#### [Required action]
From the article below about the Sundance panel on intimacy, list everyone who took part in the panel discussion, giving each person's role as the article states it.
** Page extract follows **
Power of Story: On Intimacy–Barry Jenkins on Shooting Moonlight (Sundance Fest 2023 Panel)

Barry Jenkins Recalls Directing Intimate Scenes in ‘Moonlight’

Dakota Johnson dropped out of the panel, Power of Story: On Intimacy, citing a “family emergency,” with Oscar-winning filmmaker Jenkins, intimacy coordinator Ita O’Brien, author Lisa Taddeo and ‘Couples Therapy’ star Dr. Orna Guralnik.

Oscar-winning filmmaker Barry Jenkins took the stage at the Park City’s Egyptian Theatre on Sunday afternoon to share the spotlight with author Lisa Taddeo, intimacy coordinator Ita O’Brien and Couples Therapy star Dr. Orna Guralnik to talk about intimacy at the official Sundance Fest panel, Power of Story: On Intimacy.

Jenkins’ partner, award-winning filmmaker Lulu Wang, is fan of Couples Therapy, and she’s seen all 3 seasons (more than once), and she’s “slowly” been getting him to watch the Showtime series. Once he arrived at Sunday’s panel, he realized the moderator was the same therapist from the series, so he immediately texted Wang.

“To me, intimacy in my current relationship is, I know what I want to be saying, I know what I think I should be saying,” he said, “but in here, I know what I’m feeling and the most direct way is to watching your damn show multiple times.”

Jenkins shared a story from the set of his 2016 Oscar winning film, Moonlight, where he was directing the first kiss between actors Ashton Sanders and Jharrel Jerome. The pivotal scene on the beach marks the first exploration of Sanders’ character Chiron’s sexuality. “Neither one of these kids have been in a movie or kissed anyone in a movie,” said the director, who had to ask as the pseudo intimacy-coordinator. “They have to make out in front of all of these people and all of these gruff dudes in the grip department.”


Jenkins recalled Jerome having some difficulties understanding the scenes and talked him through it by explaining that it was Chiron’s first sexual experience, but it wasn’t for Jerome’s Kevin. “He trusts you, help him with that,” Jenkins recalls of what he told Jerome, and from there, the actor understood. “The frame was set and the scene directed itself from there.”

“It can be dangerous when one actor’s presence is here and another actor’s presence is over here. It is really wonderful to have these guidelines.”

It was announced that planned panelist Dakota Johnson had to drop out, citing a “family emergency,” per Sundance Institute’s Joana Vicente.

The panel also had other “technical issue” that delayed the start more than an hour.

The foursome contributed to an insightful conversation about changing protocols on set, their approach to intimacy, consent and the mechanics of how things work these days in the wake of major changes as a result of the #MeToo movement.

“It’s really important that the actors have the autonomy to stop the action,” said O’Brien, who has worked on such projects as Watchmen, Normal People, The Great, I May Destroy You, Industry, It’s a Sin, Sex Education, The Last Duel and the upcoming Magic Mike’s Last Dance.

She shared an example of recent work with an unnamed actor who, after having conversations with his partner, said that he would not be touching anyone’s breasts or nipples and he didn’t want any other actors touching his chest or nipples. “Any inspiration you think you might go to is checked out, and so they don’t have to worry about that. There’s freedom [in that].”
** End of Page extract **
** Record set follows **
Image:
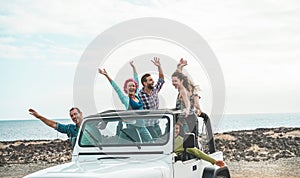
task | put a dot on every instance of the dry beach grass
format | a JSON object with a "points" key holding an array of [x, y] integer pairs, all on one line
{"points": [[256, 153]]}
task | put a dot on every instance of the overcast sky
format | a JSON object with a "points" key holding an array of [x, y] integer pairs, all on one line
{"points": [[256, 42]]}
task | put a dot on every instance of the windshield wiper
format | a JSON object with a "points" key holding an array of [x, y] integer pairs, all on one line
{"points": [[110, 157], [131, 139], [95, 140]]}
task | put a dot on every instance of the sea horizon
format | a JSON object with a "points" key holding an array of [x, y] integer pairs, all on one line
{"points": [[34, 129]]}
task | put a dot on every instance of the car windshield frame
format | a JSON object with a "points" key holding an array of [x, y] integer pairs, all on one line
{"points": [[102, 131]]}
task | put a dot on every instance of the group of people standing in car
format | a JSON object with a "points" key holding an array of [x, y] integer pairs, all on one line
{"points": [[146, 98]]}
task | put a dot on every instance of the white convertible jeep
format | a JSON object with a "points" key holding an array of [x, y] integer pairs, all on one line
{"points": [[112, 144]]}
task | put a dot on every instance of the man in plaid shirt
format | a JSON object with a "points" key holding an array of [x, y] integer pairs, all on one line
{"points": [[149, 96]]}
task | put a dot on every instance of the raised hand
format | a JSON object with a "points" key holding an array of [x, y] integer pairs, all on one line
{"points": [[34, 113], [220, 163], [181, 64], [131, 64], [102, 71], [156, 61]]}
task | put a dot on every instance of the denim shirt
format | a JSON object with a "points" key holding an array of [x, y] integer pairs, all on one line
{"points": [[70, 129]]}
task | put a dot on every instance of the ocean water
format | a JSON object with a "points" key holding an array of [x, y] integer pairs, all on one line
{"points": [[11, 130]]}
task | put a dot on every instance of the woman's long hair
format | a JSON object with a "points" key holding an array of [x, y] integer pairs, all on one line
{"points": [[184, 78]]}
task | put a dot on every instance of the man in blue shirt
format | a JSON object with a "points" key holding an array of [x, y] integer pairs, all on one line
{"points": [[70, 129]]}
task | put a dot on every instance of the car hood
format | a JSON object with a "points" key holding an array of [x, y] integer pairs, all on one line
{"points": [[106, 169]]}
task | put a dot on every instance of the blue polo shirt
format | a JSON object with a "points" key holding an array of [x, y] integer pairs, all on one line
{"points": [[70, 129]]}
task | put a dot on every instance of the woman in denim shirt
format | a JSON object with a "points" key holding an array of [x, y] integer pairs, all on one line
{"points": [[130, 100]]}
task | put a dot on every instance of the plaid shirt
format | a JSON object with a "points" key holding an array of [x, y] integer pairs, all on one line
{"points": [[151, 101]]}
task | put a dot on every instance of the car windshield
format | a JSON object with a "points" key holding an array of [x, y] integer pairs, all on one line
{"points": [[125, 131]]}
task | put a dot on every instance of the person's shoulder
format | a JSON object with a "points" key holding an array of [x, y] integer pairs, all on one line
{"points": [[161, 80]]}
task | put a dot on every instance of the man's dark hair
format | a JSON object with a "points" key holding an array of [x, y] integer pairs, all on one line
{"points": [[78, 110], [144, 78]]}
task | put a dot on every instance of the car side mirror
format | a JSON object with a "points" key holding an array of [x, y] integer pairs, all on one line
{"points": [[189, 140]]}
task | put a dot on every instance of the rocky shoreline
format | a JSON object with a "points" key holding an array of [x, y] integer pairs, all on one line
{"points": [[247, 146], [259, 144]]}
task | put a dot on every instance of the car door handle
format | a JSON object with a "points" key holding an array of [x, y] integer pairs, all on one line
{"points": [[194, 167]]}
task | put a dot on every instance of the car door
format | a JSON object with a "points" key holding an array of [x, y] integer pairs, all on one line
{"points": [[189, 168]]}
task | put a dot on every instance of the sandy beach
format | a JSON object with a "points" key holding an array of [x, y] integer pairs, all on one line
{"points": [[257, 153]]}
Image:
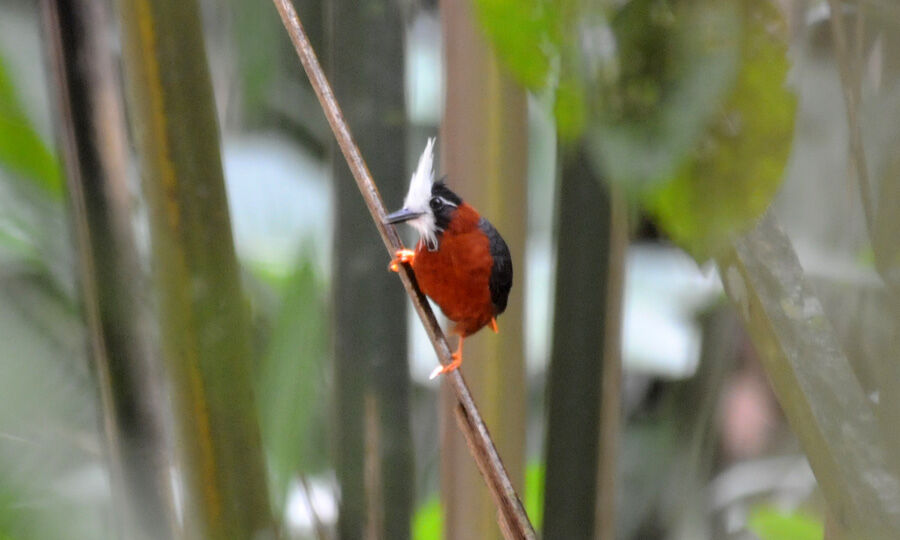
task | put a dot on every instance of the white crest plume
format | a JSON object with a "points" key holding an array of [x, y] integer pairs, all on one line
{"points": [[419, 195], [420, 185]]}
** End of Record set **
#### [Task solution]
- Barry Jenkins, Oscar-winning filmmaker
- Lisa Taddeo, author
- Ita O'Brien, intimacy coordinator
- Dr. Orna Guralnik, star of Couples Therapy and the panel's moderator